* [EXERCISE INSTRUCTIONS]: Keep to one stretch of the data below, the lines from the one with "is the green" up to and including the one with "is the hazy", and return that stretch exactly.

(Collected data)

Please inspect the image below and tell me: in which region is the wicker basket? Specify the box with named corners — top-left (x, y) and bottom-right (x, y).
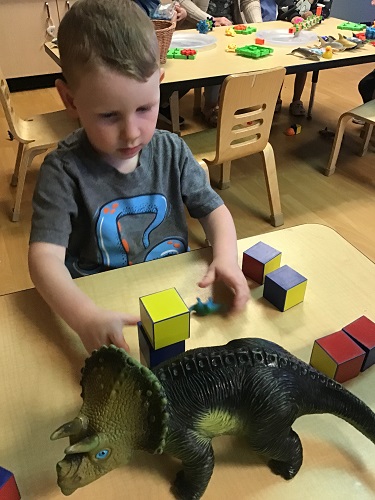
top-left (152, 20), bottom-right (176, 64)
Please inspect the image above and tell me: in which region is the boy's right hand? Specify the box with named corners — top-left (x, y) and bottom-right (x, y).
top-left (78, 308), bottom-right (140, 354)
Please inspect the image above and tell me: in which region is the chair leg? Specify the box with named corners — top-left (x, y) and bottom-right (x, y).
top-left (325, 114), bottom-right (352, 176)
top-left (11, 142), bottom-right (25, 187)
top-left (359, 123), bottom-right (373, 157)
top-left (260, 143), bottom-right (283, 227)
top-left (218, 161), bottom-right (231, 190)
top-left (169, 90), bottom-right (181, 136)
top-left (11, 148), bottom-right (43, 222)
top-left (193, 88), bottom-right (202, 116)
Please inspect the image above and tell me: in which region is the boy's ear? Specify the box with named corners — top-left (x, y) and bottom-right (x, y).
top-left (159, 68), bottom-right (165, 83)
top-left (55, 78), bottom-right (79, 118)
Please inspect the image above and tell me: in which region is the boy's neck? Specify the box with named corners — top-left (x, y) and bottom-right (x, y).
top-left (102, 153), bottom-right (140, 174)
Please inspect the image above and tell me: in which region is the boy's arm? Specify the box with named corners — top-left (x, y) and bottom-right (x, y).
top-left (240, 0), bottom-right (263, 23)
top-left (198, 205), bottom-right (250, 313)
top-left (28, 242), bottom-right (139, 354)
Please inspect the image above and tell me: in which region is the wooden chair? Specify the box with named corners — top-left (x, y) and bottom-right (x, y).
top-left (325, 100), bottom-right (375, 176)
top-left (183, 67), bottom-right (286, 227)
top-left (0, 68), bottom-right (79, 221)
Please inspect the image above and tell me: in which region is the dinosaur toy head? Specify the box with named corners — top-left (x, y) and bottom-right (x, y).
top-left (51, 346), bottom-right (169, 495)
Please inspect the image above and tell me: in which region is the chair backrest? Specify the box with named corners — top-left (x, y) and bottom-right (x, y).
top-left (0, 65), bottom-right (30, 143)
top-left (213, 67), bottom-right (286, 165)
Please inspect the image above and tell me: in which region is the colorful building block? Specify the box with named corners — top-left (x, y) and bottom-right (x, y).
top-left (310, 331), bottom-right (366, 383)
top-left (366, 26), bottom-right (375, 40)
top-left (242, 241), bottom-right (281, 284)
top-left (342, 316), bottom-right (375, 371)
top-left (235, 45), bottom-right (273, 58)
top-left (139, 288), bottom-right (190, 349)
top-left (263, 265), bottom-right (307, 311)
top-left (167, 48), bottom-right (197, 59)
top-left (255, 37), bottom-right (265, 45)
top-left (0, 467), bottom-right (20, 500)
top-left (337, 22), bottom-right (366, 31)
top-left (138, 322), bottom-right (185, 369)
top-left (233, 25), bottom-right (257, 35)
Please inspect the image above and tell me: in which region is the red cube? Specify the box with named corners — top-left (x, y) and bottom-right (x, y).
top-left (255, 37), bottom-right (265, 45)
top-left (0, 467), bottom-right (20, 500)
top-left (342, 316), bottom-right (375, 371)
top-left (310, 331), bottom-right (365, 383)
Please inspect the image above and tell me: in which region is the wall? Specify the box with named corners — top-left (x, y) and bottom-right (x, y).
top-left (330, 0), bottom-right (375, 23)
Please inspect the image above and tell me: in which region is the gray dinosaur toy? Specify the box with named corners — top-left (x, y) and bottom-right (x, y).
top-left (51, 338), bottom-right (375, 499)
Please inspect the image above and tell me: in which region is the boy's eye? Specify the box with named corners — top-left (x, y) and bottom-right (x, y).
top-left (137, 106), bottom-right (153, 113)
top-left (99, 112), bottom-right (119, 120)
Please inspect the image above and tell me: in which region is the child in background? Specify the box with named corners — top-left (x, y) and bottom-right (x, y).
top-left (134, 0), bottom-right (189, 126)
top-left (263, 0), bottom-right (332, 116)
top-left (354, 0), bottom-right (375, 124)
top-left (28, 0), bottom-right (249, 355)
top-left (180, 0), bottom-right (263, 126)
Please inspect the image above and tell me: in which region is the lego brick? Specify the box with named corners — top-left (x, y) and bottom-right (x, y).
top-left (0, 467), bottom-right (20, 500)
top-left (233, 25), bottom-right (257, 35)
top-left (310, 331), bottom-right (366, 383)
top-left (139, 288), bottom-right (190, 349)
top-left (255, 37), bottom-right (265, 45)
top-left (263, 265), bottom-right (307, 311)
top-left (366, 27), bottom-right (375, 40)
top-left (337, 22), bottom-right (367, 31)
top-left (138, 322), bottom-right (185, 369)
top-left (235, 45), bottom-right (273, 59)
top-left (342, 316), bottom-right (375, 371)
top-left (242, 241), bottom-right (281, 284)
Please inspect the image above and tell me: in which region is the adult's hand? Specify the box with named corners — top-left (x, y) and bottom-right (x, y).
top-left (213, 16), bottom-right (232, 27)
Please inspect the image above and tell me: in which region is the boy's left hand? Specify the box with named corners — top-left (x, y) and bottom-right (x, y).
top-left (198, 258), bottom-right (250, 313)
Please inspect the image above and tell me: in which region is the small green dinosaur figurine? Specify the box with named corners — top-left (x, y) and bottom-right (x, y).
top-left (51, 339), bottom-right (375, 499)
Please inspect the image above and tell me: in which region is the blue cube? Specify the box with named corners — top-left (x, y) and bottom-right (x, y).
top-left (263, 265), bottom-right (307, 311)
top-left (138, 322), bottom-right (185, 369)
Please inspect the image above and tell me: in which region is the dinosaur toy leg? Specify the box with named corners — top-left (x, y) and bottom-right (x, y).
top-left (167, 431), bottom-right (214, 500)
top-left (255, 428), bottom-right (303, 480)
...
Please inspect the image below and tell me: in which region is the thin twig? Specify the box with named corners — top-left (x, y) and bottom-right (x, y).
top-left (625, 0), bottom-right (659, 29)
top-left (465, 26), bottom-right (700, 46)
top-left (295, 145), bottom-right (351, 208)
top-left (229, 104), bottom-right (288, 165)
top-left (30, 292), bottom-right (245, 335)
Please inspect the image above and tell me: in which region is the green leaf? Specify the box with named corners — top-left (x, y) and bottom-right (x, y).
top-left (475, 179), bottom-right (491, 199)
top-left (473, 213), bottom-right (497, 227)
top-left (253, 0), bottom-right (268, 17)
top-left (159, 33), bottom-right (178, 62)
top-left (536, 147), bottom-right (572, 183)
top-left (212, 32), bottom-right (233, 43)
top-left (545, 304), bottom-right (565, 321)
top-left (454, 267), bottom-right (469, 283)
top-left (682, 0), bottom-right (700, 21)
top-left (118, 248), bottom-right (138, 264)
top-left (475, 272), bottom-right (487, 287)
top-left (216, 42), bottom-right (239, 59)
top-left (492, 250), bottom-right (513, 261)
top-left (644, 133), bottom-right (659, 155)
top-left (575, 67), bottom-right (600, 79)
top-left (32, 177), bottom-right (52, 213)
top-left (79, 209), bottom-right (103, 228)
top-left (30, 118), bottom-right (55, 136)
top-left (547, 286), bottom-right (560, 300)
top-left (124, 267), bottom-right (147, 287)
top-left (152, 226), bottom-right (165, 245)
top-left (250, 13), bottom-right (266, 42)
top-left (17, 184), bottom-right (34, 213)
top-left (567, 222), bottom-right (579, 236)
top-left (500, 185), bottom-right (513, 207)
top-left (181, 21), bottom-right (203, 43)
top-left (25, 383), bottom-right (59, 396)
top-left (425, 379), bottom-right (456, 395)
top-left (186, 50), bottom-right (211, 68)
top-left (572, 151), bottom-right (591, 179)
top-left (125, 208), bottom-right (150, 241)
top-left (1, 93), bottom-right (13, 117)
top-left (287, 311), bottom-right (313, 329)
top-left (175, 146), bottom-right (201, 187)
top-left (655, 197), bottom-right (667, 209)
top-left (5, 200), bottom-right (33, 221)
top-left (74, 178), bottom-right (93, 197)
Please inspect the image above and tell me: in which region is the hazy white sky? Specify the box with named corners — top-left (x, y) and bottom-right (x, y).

* [EXERCISE RESULT]:
Please inspect the image above and tell me: in which region is the green leaf? Specify the box with named corners — top-left (x, y) and bottom-right (x, y).
top-left (475, 179), bottom-right (491, 199)
top-left (473, 213), bottom-right (497, 227)
top-left (253, 0), bottom-right (268, 17)
top-left (159, 33), bottom-right (178, 62)
top-left (536, 147), bottom-right (572, 183)
top-left (212, 32), bottom-right (233, 43)
top-left (545, 304), bottom-right (565, 321)
top-left (454, 267), bottom-right (469, 283)
top-left (682, 0), bottom-right (700, 21)
top-left (118, 248), bottom-right (138, 264)
top-left (475, 272), bottom-right (487, 287)
top-left (216, 42), bottom-right (239, 59)
top-left (492, 250), bottom-right (513, 261)
top-left (644, 133), bottom-right (659, 155)
top-left (575, 67), bottom-right (600, 79)
top-left (32, 177), bottom-right (52, 213)
top-left (79, 209), bottom-right (103, 228)
top-left (30, 118), bottom-right (55, 136)
top-left (547, 286), bottom-right (560, 300)
top-left (124, 267), bottom-right (147, 287)
top-left (152, 226), bottom-right (165, 245)
top-left (250, 13), bottom-right (266, 42)
top-left (17, 184), bottom-right (34, 213)
top-left (567, 222), bottom-right (579, 236)
top-left (500, 185), bottom-right (513, 207)
top-left (181, 21), bottom-right (203, 43)
top-left (25, 383), bottom-right (59, 396)
top-left (425, 379), bottom-right (456, 395)
top-left (186, 50), bottom-right (211, 68)
top-left (572, 151), bottom-right (591, 179)
top-left (125, 208), bottom-right (150, 241)
top-left (1, 93), bottom-right (13, 117)
top-left (287, 311), bottom-right (313, 329)
top-left (175, 146), bottom-right (201, 187)
top-left (655, 197), bottom-right (667, 209)
top-left (5, 200), bottom-right (33, 221)
top-left (74, 178), bottom-right (93, 197)
Please inspect the image above and tell me: in which region is the hazy white sky? Specify the box with named corners — top-left (x, y) and bottom-right (x, y).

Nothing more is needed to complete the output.